→ YOUR OBJECTIVE
Starting at the line with "Guideline: for each instance of the cabinet", transcribe each line through the final one, both included, and add nothing.

→ GIVEN DATA
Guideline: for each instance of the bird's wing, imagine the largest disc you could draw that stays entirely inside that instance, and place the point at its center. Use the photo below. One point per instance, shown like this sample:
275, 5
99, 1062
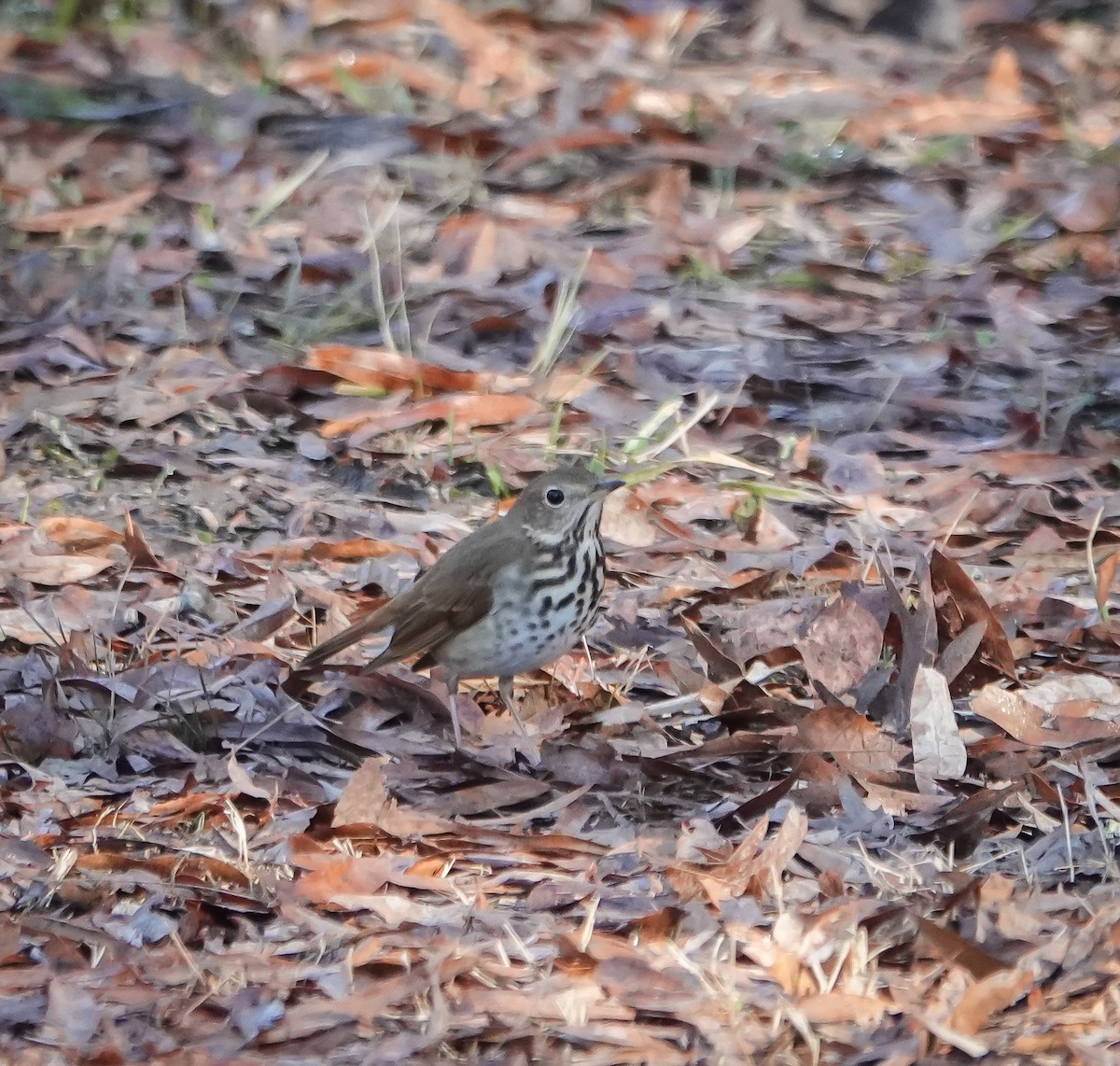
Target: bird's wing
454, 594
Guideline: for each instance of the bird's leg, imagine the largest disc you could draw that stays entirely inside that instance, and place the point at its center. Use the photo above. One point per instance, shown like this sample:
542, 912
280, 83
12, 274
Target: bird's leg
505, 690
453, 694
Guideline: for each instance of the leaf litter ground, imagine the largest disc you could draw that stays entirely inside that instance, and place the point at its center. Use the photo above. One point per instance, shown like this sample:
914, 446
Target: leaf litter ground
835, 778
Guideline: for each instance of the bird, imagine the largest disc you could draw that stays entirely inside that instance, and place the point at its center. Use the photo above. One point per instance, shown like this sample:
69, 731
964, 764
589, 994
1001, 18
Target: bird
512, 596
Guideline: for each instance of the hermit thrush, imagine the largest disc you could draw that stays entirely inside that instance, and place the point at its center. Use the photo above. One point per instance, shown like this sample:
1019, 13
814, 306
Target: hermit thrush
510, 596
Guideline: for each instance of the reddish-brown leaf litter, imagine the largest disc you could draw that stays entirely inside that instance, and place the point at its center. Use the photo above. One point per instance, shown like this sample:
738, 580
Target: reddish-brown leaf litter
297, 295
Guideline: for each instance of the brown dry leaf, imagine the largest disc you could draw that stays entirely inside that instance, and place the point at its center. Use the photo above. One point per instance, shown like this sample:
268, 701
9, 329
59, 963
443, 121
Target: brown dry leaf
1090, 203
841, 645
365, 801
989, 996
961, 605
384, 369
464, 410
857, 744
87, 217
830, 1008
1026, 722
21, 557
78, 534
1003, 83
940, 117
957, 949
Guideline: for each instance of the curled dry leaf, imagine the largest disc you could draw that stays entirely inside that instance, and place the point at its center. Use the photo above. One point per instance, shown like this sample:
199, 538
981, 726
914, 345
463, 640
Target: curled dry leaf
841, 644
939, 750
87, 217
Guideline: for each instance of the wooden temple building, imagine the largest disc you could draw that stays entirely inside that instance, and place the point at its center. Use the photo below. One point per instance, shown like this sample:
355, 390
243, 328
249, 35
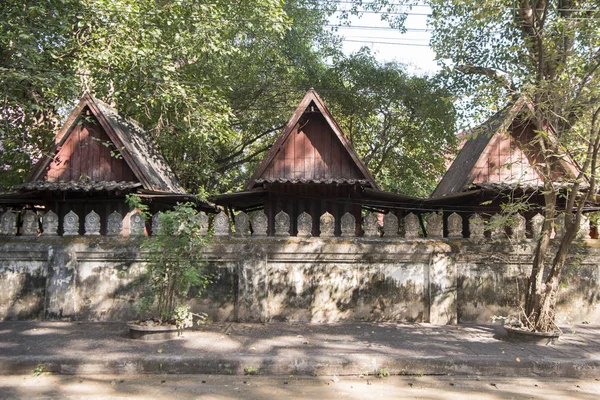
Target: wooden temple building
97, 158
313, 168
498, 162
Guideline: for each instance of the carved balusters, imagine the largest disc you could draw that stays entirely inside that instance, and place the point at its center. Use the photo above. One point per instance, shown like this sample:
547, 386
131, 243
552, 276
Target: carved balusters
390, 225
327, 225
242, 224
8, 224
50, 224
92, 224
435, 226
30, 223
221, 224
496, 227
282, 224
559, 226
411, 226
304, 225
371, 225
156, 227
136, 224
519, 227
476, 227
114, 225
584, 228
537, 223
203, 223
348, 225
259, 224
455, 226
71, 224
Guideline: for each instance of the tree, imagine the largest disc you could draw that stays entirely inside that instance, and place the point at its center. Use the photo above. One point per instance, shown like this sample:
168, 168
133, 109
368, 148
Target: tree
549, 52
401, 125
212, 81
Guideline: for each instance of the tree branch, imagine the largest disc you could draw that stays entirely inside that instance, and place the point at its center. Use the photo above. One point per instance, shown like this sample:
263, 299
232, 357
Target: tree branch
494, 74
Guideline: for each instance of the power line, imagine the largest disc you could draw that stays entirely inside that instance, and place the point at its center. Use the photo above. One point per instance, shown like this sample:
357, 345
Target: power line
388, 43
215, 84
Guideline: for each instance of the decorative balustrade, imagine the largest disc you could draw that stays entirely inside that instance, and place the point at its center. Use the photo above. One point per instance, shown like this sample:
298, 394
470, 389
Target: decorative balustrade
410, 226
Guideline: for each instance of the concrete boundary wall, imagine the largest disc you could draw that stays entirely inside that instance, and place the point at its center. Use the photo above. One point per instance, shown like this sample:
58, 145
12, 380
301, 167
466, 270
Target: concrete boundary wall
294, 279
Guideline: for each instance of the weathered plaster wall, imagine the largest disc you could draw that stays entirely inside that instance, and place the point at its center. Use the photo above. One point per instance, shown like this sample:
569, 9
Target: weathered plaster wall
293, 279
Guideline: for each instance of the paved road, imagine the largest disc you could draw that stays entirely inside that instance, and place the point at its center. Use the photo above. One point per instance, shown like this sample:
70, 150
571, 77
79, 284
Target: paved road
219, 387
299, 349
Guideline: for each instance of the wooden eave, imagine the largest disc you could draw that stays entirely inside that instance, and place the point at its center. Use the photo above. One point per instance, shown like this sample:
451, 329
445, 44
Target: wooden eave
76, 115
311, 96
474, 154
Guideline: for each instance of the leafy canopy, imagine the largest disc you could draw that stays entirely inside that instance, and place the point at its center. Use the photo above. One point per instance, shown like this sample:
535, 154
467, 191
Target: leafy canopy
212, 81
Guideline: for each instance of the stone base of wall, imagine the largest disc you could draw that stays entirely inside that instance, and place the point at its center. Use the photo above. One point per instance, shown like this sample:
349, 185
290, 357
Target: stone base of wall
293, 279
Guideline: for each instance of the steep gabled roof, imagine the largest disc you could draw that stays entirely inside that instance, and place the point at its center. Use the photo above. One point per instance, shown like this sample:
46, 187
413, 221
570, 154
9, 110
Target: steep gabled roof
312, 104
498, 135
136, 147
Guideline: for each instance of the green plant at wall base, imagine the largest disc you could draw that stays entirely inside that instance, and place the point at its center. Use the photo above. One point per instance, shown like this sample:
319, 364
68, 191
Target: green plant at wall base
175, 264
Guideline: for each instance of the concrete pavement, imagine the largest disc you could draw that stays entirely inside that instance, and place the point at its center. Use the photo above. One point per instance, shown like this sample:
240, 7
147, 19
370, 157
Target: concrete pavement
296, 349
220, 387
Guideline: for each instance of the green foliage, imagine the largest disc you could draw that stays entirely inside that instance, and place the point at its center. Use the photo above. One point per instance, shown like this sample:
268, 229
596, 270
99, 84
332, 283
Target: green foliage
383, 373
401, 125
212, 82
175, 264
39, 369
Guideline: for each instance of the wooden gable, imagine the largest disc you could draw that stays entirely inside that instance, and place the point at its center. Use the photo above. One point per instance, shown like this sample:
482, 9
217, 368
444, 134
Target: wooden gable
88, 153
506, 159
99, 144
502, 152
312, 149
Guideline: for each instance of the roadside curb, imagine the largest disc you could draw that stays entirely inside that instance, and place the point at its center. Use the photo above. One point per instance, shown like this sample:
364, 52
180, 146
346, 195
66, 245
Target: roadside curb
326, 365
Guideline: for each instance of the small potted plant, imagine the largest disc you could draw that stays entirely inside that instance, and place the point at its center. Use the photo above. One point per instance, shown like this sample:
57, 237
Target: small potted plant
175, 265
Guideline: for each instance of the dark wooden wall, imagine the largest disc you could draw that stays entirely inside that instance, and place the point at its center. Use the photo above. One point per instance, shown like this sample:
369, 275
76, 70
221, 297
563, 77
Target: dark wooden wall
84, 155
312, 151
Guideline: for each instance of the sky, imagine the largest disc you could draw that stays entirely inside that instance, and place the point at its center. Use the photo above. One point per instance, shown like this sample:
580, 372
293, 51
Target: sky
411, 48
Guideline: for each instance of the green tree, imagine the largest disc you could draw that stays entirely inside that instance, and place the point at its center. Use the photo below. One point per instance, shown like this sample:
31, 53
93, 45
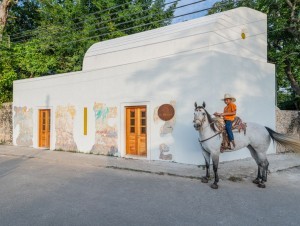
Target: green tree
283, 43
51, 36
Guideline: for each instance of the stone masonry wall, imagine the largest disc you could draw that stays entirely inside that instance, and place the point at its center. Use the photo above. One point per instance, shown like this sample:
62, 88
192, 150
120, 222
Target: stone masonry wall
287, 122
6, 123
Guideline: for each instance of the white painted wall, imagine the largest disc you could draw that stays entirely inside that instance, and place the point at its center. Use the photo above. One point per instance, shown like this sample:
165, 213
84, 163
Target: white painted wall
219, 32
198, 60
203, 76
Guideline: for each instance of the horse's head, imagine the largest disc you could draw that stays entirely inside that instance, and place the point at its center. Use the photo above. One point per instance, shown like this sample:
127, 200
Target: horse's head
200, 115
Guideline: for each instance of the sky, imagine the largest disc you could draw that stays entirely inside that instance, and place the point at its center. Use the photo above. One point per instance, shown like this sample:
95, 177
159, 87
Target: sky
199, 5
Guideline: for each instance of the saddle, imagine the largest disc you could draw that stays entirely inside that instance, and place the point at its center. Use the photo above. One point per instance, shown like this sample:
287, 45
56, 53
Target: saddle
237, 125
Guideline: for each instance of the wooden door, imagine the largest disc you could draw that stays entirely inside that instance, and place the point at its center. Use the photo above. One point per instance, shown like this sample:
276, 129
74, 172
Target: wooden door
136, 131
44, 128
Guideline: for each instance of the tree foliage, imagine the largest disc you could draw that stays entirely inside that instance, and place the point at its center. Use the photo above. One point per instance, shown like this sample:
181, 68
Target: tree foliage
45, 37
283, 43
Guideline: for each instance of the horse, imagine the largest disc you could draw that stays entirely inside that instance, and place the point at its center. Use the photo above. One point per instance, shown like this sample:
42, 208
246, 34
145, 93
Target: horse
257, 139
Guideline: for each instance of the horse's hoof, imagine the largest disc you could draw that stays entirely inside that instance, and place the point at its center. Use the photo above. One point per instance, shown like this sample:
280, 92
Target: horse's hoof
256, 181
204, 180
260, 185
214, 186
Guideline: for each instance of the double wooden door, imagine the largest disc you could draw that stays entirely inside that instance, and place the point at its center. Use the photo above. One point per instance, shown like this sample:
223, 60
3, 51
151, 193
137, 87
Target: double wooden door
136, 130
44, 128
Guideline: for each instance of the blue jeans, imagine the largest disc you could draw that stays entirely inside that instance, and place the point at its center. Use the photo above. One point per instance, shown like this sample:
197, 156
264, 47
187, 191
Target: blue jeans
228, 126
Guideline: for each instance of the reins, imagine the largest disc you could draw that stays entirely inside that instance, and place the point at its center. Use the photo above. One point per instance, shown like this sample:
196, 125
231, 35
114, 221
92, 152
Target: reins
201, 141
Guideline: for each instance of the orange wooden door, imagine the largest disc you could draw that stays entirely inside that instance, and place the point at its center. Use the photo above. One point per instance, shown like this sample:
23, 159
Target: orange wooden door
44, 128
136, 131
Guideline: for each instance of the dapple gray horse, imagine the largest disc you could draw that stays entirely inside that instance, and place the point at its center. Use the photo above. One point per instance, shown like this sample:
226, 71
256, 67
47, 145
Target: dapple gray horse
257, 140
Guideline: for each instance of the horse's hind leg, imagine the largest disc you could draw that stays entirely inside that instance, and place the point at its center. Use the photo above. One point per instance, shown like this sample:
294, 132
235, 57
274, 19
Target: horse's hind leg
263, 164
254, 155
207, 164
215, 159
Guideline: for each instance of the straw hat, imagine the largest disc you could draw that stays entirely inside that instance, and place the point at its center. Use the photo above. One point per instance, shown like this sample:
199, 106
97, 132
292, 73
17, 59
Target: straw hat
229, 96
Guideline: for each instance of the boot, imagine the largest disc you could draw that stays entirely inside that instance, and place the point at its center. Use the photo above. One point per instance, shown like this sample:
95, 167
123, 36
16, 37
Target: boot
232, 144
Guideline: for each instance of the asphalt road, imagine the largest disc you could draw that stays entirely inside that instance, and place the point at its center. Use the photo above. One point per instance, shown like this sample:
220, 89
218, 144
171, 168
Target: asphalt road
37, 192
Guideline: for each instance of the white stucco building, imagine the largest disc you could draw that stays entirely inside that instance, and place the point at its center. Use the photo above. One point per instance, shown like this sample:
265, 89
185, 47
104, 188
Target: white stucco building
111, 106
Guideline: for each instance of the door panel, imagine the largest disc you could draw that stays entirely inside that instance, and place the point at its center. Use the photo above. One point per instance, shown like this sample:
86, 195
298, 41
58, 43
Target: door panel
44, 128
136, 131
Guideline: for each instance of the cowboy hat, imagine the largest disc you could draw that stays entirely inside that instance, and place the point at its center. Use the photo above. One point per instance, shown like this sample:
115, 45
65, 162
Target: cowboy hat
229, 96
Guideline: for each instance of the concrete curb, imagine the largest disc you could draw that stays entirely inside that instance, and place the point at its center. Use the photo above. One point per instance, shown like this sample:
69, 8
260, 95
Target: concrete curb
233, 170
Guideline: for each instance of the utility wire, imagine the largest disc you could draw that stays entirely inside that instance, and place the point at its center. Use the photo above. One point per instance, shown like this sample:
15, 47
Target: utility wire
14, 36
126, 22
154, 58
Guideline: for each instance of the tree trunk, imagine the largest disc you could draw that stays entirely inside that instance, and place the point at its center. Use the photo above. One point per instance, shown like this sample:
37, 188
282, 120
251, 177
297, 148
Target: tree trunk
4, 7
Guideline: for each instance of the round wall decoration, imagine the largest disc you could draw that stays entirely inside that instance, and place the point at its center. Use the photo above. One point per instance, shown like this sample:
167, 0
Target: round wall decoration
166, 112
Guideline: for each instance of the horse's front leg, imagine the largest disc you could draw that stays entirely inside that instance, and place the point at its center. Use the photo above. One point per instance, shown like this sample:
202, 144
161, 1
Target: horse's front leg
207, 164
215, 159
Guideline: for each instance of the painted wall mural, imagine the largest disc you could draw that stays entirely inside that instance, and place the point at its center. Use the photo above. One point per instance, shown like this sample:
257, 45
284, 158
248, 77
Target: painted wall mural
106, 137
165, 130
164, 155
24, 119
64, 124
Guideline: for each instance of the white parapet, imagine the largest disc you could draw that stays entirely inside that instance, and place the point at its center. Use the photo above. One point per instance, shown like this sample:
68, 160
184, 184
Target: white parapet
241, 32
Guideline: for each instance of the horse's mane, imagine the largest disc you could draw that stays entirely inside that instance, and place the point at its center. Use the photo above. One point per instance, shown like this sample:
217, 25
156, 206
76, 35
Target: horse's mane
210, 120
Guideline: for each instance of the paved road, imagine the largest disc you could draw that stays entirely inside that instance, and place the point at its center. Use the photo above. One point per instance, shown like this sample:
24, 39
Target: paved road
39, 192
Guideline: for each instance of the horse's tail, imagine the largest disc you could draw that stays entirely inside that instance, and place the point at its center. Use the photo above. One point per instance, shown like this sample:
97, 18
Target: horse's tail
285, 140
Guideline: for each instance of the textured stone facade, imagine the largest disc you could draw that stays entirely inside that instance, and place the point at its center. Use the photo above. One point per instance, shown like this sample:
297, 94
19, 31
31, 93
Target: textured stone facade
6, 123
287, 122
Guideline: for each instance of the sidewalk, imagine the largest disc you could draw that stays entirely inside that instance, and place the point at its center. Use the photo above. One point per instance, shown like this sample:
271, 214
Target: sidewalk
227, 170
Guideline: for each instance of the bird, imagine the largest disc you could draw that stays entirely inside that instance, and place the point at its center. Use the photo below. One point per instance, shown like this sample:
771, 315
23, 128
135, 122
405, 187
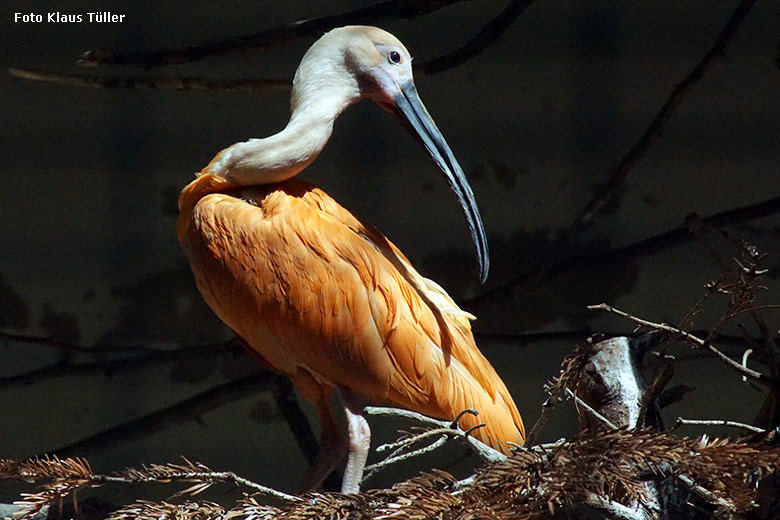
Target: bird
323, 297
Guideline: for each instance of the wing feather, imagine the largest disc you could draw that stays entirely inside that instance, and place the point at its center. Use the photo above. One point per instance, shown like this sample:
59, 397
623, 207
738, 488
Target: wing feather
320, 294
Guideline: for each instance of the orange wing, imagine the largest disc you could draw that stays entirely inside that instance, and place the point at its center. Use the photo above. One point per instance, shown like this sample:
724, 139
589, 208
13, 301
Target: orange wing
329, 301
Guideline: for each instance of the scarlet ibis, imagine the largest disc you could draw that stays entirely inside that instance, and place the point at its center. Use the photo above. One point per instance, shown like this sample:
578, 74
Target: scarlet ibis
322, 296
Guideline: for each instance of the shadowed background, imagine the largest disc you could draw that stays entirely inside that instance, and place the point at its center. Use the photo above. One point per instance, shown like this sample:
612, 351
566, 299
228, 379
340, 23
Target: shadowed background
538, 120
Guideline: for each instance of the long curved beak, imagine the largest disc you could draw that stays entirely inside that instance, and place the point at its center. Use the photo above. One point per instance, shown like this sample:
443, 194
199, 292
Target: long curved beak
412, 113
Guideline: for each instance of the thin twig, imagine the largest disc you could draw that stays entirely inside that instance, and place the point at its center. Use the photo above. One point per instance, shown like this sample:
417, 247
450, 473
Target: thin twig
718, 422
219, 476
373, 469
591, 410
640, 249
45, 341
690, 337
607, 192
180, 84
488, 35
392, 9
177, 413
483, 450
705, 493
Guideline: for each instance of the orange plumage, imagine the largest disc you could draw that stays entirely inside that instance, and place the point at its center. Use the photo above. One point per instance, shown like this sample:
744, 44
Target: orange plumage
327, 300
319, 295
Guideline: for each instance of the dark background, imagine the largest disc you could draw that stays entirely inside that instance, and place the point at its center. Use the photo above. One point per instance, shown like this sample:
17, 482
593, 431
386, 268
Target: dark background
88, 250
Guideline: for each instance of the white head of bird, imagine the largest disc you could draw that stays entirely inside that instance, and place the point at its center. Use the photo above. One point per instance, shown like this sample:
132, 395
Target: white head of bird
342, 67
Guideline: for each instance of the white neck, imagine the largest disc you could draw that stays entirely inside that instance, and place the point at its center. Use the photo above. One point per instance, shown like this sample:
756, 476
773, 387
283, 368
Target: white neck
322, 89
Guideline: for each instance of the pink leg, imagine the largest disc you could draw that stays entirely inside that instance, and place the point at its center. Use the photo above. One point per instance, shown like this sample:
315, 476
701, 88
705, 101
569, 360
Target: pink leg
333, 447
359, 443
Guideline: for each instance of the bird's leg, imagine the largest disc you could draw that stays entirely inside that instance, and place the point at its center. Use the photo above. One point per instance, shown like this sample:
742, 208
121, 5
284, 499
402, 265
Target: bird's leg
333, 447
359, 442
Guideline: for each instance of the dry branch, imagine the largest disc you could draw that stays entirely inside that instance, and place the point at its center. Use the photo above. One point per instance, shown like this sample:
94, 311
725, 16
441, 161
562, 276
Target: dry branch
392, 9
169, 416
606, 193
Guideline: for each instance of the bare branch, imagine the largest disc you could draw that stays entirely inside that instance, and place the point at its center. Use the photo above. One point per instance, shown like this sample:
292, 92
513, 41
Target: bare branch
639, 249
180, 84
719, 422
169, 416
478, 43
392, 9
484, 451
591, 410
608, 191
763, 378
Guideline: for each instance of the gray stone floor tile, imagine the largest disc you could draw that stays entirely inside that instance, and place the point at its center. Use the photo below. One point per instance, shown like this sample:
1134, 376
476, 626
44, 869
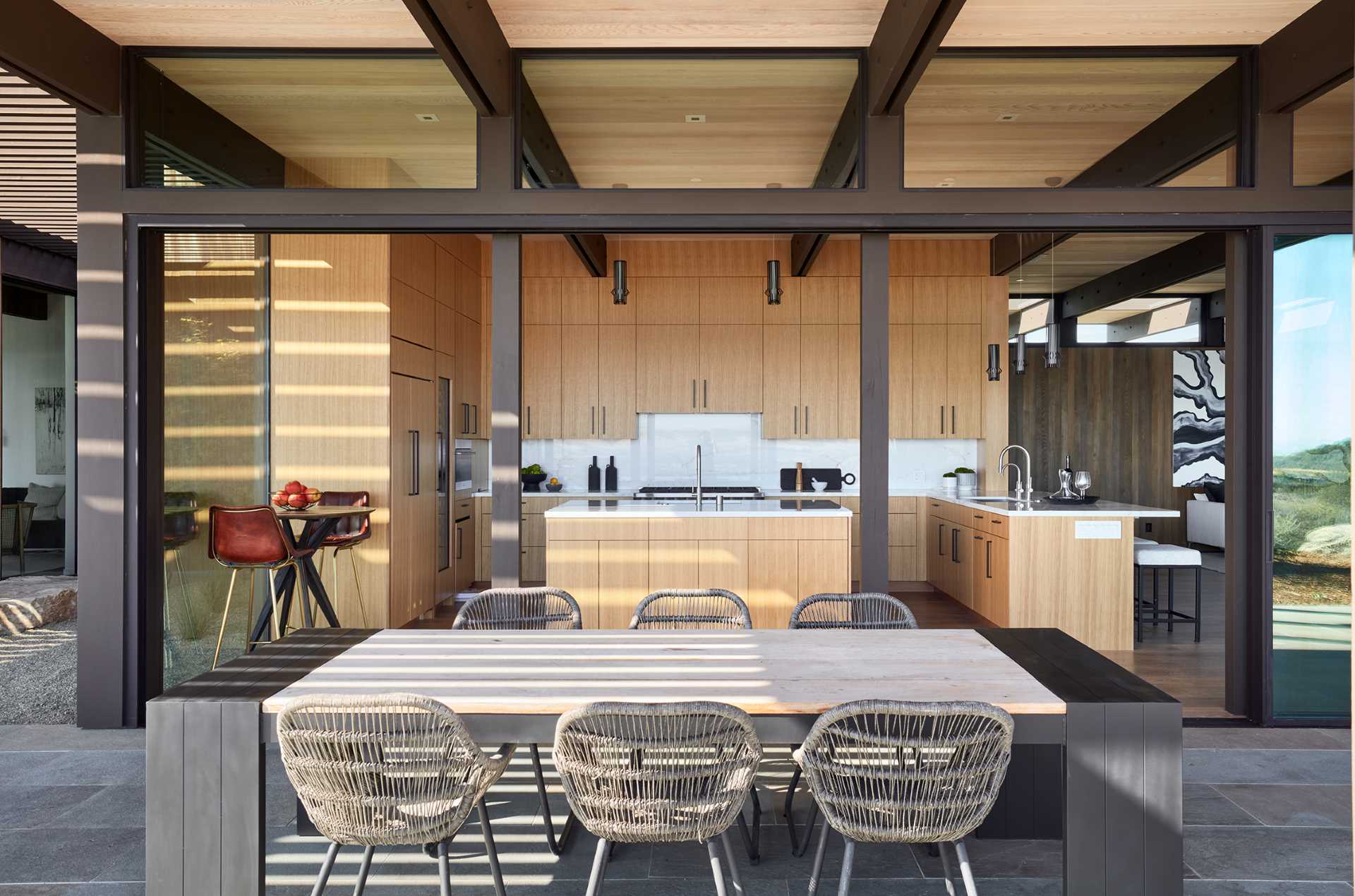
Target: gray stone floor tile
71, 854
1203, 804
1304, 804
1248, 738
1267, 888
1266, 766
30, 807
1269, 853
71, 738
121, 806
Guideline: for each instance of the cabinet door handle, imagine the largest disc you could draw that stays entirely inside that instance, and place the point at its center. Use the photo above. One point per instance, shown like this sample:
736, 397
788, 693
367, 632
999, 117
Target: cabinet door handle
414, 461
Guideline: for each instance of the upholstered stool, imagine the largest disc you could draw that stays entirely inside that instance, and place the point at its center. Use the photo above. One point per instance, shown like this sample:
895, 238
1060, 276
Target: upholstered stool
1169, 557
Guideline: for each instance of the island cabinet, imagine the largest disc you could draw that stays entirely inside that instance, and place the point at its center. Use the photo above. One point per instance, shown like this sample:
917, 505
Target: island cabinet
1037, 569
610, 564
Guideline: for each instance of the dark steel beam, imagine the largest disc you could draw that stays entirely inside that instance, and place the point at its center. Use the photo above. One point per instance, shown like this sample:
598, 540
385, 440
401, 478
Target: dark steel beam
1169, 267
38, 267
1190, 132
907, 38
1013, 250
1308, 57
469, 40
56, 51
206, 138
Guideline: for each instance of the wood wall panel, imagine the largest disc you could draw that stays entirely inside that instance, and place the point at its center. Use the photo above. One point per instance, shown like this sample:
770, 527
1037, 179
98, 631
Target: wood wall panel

→ REPLY
Guideline: for each instance of the cabinet door handle, imagine the largest disc you could draw that stays entirely inside that instance, and place the point at its center. Use the photo above. One point per instance, shown like this sample:
736, 397
788, 693
367, 632
999, 117
Target: cabinet door handle
414, 461
Guideline: for each instance of the upholstered stool, imagine the largest disc you could draw that stays entirely inside that instance, and place the point at its center. Use the photo above. One point per instance, shown like this sample:
895, 238
1060, 276
Target: upholstered stool
1169, 557
Guideline: for each instance of the island cabinet, imagine the largest disc you could draw that stays entirely inside that instance, and place the point at its center. Use the photo above. One point per instance, shown like this sample:
917, 505
Target: island cabinet
1037, 569
610, 564
Guideline: for each instance of the dark steel beam, imagine the largest disc you could draw that stays entirely inside that instance, and place the point at its center. Use the photo above. One point per instance, shown like this sample:
598, 540
385, 440
401, 478
Target: dark steel beam
1169, 267
38, 267
1190, 132
907, 38
1013, 250
1308, 57
469, 40
56, 51
206, 138
Guideline: for each instance of the wood wall panel, imagine the largest disc you could draw that stays entirely inside that instance, and place the point at its center. Use the photo above. One point per instance, shown like this sample:
770, 527
1037, 179
98, 631
Target: wood wall panel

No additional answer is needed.